Material to process -
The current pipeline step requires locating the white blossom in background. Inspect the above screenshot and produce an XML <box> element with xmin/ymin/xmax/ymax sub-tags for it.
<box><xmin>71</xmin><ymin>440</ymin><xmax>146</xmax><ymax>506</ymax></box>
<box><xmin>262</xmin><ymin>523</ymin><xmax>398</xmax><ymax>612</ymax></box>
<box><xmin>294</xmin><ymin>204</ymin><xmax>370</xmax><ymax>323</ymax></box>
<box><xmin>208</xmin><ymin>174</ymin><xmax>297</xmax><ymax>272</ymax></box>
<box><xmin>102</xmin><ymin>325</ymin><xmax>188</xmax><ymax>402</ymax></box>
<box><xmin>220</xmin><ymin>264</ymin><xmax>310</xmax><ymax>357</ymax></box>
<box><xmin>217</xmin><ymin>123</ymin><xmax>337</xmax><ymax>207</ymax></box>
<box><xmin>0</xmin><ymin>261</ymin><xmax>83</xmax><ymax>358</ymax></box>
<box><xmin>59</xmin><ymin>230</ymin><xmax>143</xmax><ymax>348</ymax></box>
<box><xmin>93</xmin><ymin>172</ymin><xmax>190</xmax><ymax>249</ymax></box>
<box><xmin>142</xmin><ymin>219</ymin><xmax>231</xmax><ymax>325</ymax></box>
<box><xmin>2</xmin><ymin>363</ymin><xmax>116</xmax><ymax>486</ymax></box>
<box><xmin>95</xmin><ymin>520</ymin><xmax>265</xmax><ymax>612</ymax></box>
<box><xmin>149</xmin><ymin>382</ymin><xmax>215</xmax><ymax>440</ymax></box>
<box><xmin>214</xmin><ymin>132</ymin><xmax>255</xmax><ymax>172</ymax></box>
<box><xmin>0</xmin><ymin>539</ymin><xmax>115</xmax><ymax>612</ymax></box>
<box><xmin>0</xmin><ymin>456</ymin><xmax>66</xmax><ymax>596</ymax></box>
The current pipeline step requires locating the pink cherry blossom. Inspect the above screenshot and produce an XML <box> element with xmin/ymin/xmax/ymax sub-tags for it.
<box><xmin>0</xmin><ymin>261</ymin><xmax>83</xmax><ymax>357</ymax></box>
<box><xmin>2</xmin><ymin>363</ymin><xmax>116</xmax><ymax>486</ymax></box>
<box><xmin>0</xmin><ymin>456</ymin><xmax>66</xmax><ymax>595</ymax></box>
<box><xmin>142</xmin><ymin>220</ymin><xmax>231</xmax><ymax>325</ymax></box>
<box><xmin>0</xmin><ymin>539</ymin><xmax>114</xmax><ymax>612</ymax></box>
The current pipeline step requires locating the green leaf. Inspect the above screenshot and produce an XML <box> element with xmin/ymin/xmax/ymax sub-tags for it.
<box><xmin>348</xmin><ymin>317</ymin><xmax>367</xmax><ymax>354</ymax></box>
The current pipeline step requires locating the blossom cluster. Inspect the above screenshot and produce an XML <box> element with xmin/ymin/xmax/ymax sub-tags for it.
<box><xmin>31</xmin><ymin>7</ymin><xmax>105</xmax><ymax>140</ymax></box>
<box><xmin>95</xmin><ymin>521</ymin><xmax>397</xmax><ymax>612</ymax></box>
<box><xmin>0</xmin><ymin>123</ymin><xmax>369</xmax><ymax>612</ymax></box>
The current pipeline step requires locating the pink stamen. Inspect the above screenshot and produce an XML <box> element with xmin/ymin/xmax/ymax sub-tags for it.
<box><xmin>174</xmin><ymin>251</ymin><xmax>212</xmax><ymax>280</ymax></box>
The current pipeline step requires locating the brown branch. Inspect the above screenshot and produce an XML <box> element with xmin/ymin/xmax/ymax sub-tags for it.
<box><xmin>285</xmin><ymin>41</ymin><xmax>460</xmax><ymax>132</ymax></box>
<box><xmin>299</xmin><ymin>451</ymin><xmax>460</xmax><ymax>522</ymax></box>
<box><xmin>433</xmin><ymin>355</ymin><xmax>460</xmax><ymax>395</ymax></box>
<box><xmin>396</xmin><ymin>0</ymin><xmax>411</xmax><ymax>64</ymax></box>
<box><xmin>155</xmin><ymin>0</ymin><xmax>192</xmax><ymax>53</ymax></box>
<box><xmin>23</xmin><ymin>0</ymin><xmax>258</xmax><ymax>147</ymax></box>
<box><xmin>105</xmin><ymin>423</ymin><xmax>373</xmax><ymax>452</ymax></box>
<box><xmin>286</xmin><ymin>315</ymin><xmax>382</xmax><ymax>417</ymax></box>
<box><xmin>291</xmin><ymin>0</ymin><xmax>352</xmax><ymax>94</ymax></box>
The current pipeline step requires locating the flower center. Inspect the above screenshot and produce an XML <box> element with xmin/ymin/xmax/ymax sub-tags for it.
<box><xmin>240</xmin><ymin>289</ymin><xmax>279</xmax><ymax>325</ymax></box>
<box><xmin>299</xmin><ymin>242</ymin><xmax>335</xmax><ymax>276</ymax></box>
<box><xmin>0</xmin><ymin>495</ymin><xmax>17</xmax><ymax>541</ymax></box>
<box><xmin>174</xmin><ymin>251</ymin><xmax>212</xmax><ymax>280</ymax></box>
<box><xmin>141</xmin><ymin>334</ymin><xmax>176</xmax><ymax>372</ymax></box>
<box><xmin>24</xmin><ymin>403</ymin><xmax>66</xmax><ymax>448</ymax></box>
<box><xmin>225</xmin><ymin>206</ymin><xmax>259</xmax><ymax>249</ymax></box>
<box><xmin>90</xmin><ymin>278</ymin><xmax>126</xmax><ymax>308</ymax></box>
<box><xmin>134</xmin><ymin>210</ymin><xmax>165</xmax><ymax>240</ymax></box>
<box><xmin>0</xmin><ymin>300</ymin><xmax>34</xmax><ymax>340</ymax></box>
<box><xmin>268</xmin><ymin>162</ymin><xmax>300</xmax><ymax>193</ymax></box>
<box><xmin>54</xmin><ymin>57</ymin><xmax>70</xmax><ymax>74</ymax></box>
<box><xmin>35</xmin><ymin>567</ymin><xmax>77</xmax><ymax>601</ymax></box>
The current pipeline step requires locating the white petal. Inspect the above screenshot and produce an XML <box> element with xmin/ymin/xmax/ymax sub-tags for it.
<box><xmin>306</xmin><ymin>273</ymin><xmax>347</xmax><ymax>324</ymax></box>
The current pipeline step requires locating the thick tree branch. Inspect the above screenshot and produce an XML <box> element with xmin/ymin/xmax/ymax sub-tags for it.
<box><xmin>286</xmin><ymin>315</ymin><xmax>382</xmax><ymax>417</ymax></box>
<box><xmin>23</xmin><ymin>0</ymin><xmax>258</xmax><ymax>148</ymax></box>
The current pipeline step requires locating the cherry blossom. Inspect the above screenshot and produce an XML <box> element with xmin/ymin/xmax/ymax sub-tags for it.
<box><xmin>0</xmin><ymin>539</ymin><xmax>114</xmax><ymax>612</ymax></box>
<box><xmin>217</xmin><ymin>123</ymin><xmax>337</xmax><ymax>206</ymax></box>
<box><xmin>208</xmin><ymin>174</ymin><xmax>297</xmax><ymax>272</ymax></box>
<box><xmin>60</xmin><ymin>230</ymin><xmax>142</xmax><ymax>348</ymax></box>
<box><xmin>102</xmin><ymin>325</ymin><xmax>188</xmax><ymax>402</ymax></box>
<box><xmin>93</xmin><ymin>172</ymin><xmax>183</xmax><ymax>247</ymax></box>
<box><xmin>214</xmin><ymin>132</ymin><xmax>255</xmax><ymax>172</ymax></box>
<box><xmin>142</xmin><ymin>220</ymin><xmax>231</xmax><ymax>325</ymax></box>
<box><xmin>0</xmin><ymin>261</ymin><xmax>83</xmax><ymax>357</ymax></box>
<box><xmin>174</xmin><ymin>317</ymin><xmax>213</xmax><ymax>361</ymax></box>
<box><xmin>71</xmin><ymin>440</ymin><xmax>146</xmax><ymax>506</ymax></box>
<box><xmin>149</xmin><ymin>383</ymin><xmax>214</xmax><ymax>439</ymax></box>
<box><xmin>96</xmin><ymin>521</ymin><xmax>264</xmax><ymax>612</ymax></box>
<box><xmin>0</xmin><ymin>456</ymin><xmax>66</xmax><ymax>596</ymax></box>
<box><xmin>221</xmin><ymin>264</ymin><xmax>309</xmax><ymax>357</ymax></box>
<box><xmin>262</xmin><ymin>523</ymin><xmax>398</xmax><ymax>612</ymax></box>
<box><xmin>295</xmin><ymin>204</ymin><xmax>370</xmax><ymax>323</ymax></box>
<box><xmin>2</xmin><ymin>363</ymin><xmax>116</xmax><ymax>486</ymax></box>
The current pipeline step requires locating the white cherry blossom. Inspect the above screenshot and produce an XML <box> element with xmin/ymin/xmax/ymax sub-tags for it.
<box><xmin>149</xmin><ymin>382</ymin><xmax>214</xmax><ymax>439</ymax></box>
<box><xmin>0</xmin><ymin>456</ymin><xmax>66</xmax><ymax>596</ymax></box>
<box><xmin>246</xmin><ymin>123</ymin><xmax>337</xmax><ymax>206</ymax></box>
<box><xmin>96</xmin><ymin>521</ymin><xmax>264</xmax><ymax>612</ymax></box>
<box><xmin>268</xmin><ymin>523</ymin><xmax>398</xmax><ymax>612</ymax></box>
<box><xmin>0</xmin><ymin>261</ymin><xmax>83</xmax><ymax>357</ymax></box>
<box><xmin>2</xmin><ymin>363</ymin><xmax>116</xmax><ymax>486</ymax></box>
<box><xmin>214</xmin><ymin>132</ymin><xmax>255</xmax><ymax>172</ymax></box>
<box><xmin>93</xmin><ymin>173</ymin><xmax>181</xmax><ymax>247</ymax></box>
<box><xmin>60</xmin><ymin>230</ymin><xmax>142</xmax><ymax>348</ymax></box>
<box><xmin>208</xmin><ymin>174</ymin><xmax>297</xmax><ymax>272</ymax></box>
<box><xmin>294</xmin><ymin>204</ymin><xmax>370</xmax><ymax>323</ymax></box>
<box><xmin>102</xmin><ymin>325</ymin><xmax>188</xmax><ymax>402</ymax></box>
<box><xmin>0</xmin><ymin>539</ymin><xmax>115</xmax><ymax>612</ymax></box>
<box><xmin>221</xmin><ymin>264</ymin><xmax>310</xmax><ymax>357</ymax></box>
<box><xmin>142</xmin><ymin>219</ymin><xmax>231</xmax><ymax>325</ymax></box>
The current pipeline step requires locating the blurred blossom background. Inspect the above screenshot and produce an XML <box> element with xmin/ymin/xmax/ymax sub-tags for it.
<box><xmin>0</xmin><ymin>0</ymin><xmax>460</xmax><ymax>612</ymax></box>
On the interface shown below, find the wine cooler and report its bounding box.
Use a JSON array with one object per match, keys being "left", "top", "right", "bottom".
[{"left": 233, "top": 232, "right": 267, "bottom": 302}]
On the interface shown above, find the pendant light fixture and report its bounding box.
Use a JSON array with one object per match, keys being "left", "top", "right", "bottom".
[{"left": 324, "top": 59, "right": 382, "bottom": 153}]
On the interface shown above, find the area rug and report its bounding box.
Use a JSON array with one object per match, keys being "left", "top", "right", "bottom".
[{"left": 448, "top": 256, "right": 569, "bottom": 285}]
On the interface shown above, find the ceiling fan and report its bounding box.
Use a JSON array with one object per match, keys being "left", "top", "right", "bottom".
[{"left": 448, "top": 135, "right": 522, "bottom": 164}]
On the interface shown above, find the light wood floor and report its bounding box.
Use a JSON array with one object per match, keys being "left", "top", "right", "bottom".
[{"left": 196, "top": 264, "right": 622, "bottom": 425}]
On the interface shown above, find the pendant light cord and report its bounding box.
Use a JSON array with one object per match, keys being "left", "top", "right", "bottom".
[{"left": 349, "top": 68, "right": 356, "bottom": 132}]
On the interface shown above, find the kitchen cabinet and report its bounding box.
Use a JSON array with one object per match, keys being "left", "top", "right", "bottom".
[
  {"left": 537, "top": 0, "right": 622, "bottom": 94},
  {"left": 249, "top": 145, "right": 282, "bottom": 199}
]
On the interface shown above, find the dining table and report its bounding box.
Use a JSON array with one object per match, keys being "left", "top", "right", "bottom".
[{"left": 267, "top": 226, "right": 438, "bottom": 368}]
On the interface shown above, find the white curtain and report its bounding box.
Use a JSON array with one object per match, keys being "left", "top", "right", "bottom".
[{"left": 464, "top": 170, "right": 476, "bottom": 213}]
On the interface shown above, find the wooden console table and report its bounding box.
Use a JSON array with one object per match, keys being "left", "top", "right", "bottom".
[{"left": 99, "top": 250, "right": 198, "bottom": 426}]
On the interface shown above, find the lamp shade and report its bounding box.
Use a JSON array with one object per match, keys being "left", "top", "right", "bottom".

Exercise prompt - Copy out, word for word, the part of the items that opens with the line containing "On the interface shown above, find the lamp" and runs through the end of the items.

Output of the task -
On the interface shown above, find the lamp shade and report its bounding box.
Use a JSON array with one object per match, keys being "left", "top", "right", "bottom".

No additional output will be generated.